Given problem
Only the pictures are omitted; repeat all other data exactly.
* BEGIN Stored rows *
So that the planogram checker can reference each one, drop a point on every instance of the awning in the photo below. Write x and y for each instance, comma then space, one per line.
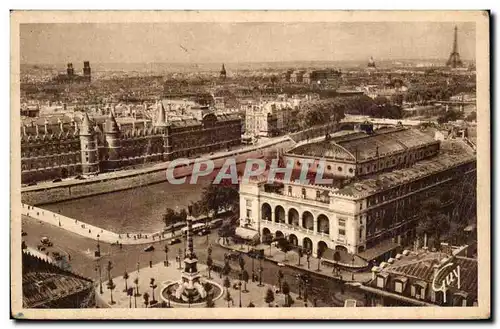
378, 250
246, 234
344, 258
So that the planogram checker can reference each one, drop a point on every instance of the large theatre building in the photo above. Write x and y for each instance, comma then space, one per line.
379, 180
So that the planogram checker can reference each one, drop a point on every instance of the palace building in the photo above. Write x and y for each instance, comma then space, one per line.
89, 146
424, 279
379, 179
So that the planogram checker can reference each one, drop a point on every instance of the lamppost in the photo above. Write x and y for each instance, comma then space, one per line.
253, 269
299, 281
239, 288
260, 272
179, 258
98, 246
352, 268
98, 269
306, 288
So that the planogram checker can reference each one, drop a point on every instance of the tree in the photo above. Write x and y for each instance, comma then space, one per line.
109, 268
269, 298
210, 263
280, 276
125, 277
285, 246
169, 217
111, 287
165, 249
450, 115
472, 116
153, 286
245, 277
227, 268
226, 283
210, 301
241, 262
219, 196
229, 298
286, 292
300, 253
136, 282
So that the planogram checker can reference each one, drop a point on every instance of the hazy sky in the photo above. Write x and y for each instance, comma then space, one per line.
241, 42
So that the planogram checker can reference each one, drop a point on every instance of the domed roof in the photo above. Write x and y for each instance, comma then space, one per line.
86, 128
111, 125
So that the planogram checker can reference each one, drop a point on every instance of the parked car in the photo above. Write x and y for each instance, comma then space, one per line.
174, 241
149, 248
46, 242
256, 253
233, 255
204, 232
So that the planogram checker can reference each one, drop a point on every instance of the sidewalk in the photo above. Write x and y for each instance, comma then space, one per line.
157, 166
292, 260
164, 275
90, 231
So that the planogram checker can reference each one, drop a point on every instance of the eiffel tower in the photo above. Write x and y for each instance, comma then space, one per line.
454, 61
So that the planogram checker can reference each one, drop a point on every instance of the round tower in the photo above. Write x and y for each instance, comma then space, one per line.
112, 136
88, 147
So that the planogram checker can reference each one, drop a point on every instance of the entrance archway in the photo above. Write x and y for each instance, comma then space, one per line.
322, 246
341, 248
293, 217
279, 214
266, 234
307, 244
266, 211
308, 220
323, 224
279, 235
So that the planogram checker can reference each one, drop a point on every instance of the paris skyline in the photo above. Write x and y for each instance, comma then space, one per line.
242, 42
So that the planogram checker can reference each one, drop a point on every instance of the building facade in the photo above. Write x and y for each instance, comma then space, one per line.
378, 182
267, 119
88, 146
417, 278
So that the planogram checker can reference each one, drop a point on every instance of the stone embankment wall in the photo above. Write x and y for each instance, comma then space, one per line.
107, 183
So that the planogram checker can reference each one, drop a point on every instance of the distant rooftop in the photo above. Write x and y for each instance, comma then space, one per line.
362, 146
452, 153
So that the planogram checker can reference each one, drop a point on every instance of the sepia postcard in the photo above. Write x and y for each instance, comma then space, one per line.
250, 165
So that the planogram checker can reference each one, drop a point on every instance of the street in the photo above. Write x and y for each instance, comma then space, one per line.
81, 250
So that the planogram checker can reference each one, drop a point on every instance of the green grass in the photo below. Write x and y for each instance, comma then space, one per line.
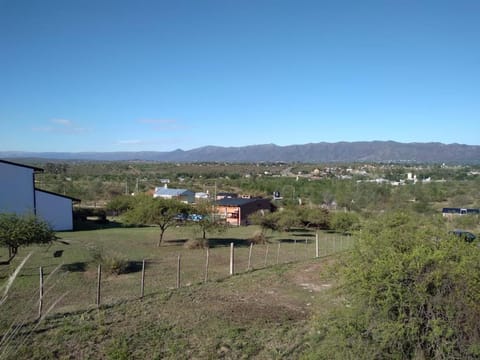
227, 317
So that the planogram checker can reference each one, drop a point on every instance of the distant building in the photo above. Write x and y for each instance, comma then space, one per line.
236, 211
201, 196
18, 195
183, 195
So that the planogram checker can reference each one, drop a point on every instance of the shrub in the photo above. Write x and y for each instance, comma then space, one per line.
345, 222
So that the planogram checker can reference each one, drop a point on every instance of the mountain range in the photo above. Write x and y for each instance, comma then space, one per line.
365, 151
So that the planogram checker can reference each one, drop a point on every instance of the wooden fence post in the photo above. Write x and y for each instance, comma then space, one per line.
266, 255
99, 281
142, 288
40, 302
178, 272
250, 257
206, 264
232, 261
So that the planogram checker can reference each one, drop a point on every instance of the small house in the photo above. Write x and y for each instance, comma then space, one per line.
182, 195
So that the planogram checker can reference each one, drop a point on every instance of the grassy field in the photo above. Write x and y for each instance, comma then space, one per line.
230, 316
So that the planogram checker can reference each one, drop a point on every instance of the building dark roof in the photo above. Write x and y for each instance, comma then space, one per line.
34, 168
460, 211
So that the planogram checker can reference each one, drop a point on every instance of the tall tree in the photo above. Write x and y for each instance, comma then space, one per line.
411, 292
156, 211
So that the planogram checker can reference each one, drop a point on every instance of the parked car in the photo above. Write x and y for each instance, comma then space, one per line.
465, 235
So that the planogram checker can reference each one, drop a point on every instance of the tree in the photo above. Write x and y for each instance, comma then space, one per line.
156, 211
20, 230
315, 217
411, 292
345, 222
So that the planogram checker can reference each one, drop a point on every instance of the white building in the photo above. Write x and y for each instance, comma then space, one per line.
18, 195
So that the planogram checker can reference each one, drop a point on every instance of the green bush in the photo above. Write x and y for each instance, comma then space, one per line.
* END Stored rows *
Task solution
So that the planogram checker can reference each one, drop a point on every instance of the awning in the photo below. Write x and y for each instance, comma then space, one per line.
378, 250
246, 234
344, 258
So that the planogram checker can reference each one, drop a point on every instance of the large theatre building in the photo above. Write x and y for each instance, comma then space, one per line.
379, 180
So that the planogram checker can reference each one, drop a point on every instance of the palace building in the photo above. Write x and y for each instance, comma then space, one per line.
89, 146
424, 279
379, 179
So that the planogram checker can reference each one, drop a point on every instance of the lamppost in the photo above. Write x and y for each instance, comma then space, one per line.
253, 269
299, 281
239, 288
260, 272
179, 258
98, 246
352, 268
98, 269
306, 288
So that the planogram checker can reference each one, drop a point on every instance of the tree in the photo above. Write x and y for each instance, comma then space, one per line.
109, 268
269, 298
210, 263
280, 276
125, 277
285, 246
169, 217
111, 287
165, 249
450, 115
472, 116
153, 286
245, 277
227, 268
226, 283
210, 301
241, 262
219, 196
229, 298
286, 292
300, 253
136, 282
So that the planogram checker can reference each one, drop a point on every instance of the hazy sky in the photo above. Write x and y for each instance, comma then space, one per line.
241, 42
So that the planogram checker can reference each one, drop a point on every instance of the domed roof in the photo above. Write x and y for each instance, comma then space, one per line.
86, 128
111, 125
So that the planogram checker can reference each one, drop a point on every instance of the parked car in the photo above. Write x and y for each instance, comma then space, one per line.
174, 241
149, 248
46, 242
256, 253
233, 255
204, 232
So that the planogram checker can reference each one, drop a point on every instance of the sidewalk in the photo above. Write x and y for each instance, comma then space, one per line.
157, 166
292, 260
164, 275
90, 231
So that the planogram checker can reference each one, drop a point on every instance of the eiffel tower in the photo above. Write x and y for each instance, comma then space, one per line.
454, 61
So that the planogram checker can reference each one, drop a point on every instance of the round tower in the photo above. Write x and y for each instance, comma then space, one per line.
112, 136
88, 147
So that the planogram checker can reference each one, drop a point on every instance of the entrance archway in the photo above. Write x and y for each instance, comma then space, one per line.
322, 246
341, 248
293, 217
279, 214
266, 234
307, 244
266, 211
308, 220
323, 224
279, 235
So that the planogram checker can reference each one, drop a point on every instance of the paris skyline in the photo above. Write x and y for each instance, comma then space, one per line.
242, 42
So that the planogram checker can reference each one, drop a point on every instance of the building facade in the photo above. Write x and y for each instance, comma then space, one per line.
378, 182
267, 119
88, 146
417, 278
So that the planogram checker can reference each one, drop a point on every instance of the stone embankment wall in the photo above. Write x and y for each instance, comma then space, one per line.
107, 183
So that the planogram checker can reference each one, drop a point on every instance of the distant rooftop in the photo above. Write x and y for each instance, comma then space, one per line.
362, 146
452, 153
So that the planogram checker can reference each one, drop a point on every instance of the sepia postcard in the photo above. Write x and y for each instance, comma then space, one per line.
250, 165
So that the planogram checker can reference each one, drop a point on every instance of the street in the photo above. Write x and y for each instance, comma then space, one per line.
81, 250
So that the planogram checker can reference each one, drop a point on every instance of the green grass in the photo below. Write x and y for each instance, comma then space, one per line.
227, 317
So that the planogram checker can reference each one, drop a point on every instance of the distant building in the photo above. Write x and y for each instance, comma then space, one per line.
236, 211
201, 196
18, 195
183, 195
So that the planogram checker can reference each one, drop a point on every instance of the shrub in the photo above. Write x and y for each instance, comma then space, one per line.
345, 222
So that the planogram checker can reference each one, drop a point on every instance of the mountain range in the photo above. Write x and y for each instance, comma then space, one per line.
365, 151
So that the planogram checker can reference each one, drop a point on every instance of the wooden fence post in the photo above. Write x and y for each instance, comma then space, one per line.
266, 255
99, 281
142, 288
40, 302
178, 272
250, 257
206, 264
232, 261
So that the planogram checker can reference each one, drop a point on every instance of the small house in the photo above. Write x and y for each instance, comma then space, one per line.
182, 195
So that the planogram checker can reference each one, drop a point on every instance of the grassy field in the photo above. Write x and y for each instance, comma then space, one per line.
230, 316
So that the planogram checker can reference each one, drop a point on every instance of the building dark roof in the photo above. Write x and y for each instance, comma then space, one per line.
34, 168
460, 211
So that the planogram checker can reference each one, drop a point on every instance of the tall tree in the photo above. Write x and y for each instance, comma then space, one per line.
411, 292
156, 211
So that the planogram checker can reference each one, drop a point on every instance of the parked car in the photo above. Write x and y for each instance, comma then space, one per line.
465, 235
So that the planogram checker can reference each one, drop a point on every instance of the tree in the photo above. Write x and y for each instance, comma then space, one per line.
156, 211
20, 230
315, 217
411, 292
345, 222
So that the planogram checker can reference each one, drop a point on every instance of the white building in the photo above. Write x and y for each instance, comma then space, one per line.
18, 195
So that the planogram checker can reference each one, drop a point on every instance of the green bush in the photo above. Write x and y for each instance, comma then space, one per line.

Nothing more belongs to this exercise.